* _Document passage_:
Paintings in Yellow is the fourth studio album by German singer Sandra, released on 26 March 1990 by Virgin Records. It was commercially successful and spawned the single "Hiroshima".

Background and release
The album was recorded at A.R.T. Studios, Sandra and Michael Cretu's home studio in Ibiza, Spain. The material showcased more mature sound, departing from Sandra's previous, up-tempo dance songs in favour of a more reflective and sophisticated style. Much of the material, especially the five-part track "The Journey", foreshadowed the sound of Enigma, a new-age music project that Michael and Sandra were working on during the making of the album. Frank Peterson, who was the co-producer on the Enigma project, took up the role of co-writing some of the tracks on Paintings in Yellow.

The cover of Wishful Thinking's "Hiroshima" was released as the lead single in February 1990, becoming a top-five chart success in Germany and Switzerland. It was followed by two further singles in 1990, "(Life May Be) A Big Insanity" and the ballad "One More Night", which were moderately successful on the charts.

[Location identification listing]
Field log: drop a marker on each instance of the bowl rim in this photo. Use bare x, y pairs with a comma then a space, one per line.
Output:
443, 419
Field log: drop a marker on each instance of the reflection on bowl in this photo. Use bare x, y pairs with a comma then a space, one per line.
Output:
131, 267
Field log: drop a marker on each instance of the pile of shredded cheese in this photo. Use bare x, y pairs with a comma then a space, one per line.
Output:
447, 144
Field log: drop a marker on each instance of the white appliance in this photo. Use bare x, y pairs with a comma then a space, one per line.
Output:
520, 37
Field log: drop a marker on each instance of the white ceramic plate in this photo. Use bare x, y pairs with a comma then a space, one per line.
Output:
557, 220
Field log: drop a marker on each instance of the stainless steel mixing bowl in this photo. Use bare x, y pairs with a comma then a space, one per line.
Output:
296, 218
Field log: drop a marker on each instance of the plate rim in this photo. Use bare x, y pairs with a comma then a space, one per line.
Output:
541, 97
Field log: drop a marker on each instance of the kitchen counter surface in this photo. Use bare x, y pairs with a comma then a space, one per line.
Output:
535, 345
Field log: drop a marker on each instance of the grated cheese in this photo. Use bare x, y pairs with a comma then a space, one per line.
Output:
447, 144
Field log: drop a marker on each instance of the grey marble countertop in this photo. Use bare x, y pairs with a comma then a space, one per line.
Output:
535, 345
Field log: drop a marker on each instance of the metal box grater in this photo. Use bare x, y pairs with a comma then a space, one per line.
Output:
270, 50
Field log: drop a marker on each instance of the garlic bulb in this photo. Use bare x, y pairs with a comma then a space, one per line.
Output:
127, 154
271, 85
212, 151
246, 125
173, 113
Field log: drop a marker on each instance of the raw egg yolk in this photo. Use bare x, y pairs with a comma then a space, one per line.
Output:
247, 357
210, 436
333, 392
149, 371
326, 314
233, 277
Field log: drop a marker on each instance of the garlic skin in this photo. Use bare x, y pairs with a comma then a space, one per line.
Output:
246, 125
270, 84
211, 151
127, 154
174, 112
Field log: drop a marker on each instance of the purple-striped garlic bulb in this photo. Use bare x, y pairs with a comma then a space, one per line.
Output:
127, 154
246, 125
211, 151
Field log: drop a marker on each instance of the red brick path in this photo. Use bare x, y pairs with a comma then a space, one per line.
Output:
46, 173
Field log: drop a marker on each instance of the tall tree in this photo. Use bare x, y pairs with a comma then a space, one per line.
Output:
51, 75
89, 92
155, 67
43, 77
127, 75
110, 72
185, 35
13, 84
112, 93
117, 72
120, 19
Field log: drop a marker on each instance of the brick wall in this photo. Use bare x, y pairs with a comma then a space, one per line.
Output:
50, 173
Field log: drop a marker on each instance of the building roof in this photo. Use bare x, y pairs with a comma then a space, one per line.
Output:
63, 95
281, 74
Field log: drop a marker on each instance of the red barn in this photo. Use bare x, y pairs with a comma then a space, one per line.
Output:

* _To-do list_:
1 > Answer these questions using the passage on the album Paintings in Yellow:
(a) On what date was the album released, and by which label?
(b) Where was the album recorded?
(c) Which two singles followed "Hiroshima" in 1990?
2 > Carry on the passage about the album Paintings in Yellow from the point where it stops.

* _In response_:
1 >
(a) It was released on 26 March 1990 by Virgin Records.
(b) It was recorded at A.R.T. Studios, Sandra and Michael Cretu's home studio in Ibiza, Spain.
(c) "(Life May Be) A Big Insanity" and the ballad "One More Night" followed it.

2 >
Paintings in Yellow became Sandra's highest-charting album in Germany at number four, in addition to a top-10 peak in Switzerland. The record has been certified gold in Germany and France, and platinum in Switzerland.

Critical reception
Music & Media described the album as "[w]ell balanced and seamlessly commercial" and commented that "Sandra's sensual voice is wrapped in a sea of breathy instrumentation", but concluded that "despite the undeniable commerciality of it all this is rather predictable."

Track listing

Personnel
Credits adapted from the liner notes of Paintings in Yellow.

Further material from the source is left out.